> _Requirement_: Please repeat all of the listing exactly.

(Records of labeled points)
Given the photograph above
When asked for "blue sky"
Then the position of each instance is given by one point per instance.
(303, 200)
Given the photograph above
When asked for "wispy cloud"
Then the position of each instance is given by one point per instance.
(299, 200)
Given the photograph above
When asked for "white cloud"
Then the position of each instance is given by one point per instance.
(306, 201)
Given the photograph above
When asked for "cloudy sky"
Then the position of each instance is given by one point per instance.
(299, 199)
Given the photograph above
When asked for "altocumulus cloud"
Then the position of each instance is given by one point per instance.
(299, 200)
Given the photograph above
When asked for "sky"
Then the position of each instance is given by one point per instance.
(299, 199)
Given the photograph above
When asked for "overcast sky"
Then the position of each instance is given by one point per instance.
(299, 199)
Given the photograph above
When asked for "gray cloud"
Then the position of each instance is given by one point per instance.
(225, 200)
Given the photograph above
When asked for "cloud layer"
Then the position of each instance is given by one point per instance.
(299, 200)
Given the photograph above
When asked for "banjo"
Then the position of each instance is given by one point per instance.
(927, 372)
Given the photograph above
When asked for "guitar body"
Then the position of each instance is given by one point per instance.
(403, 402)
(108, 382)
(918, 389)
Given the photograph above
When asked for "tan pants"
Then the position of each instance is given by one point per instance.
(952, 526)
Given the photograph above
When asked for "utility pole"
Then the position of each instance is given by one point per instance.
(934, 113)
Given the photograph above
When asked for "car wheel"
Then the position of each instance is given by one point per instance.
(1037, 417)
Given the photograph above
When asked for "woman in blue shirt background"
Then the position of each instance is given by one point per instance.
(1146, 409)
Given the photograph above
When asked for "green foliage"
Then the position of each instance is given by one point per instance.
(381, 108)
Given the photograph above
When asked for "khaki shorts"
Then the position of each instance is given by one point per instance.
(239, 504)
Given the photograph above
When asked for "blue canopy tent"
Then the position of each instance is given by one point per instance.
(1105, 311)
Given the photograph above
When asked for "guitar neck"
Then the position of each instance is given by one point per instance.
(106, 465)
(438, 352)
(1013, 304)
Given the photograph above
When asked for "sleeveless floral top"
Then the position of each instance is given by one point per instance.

> _Answer for the task_:
Given the photograph above
When asked for "blue sky"
Then the position of each instance is given by one point per instance.
(303, 200)
Given the photograph above
When asked for "wispy cloud"
Then the position of each instance is given by one point per instance.
(299, 200)
Given the photograph above
When asked for "white cloud"
Then the position of each instance is given by one point per instance.
(306, 201)
Given the photograph above
When asked for "cloudy sky"
Then the position of each instance is given by one point per instance.
(299, 199)
Given the photograph above
When asked for "altocumulus cloud"
Then the position of each instance is given by one point per instance.
(299, 200)
Given the photograph above
When asked for "sky"
Then the position of each instance is given by one point per instance.
(299, 199)
Given the photograph above
When asked for "overcast sky"
Then the position of each instance is given by one point per instance.
(299, 199)
Given the photograph above
When asked for "gray cloud"
Then the position of each instance is given by one point per instance.
(225, 200)
Given the photograph above
When asked for "cloud layer"
Then the position of each instance is given by one point per instance.
(299, 200)
Given the photograph above
When asked for "banjo"
Then the position of each instance is given by one point per instance.
(927, 372)
Given the photograph above
When asked for "guitar body"
Then the position of each instance is given by one point per instance.
(403, 402)
(108, 382)
(918, 389)
Given the photograph above
When asked for "tan pants"
Then the position of each instance is given by one point per instance.
(952, 526)
Given the photograph above
When asked for "utility pole"
Then the position of each instance is given by one point per instance.
(934, 113)
Given the photograph above
When asked for "car wheel"
Then the position of each instance is given by one point per instance.
(1037, 417)
Given the photograph above
When asked for "woman in blue shirt background"
Then the position of each instance is given by one point per instance.
(1146, 409)
Given the photograph above
When asked for "green foliage"
Then the position of each instance is given by one point per instance.
(381, 108)
Given the photograph above
When asked for "khaki shorts"
Then the position of each instance is given by one point per instance.
(239, 504)
Given the photograph above
When asked for "blue canopy tent"
Then the position of each instance is given by one point per instance.
(1105, 311)
Given the photograph above
When asked for "guitar neck"
Then the position of each instance is given by one point per instance.
(106, 465)
(438, 352)
(1013, 304)
Given the photograph above
When asked for "sleeveless floral top"
Then the position of each instance is given by one point per instance.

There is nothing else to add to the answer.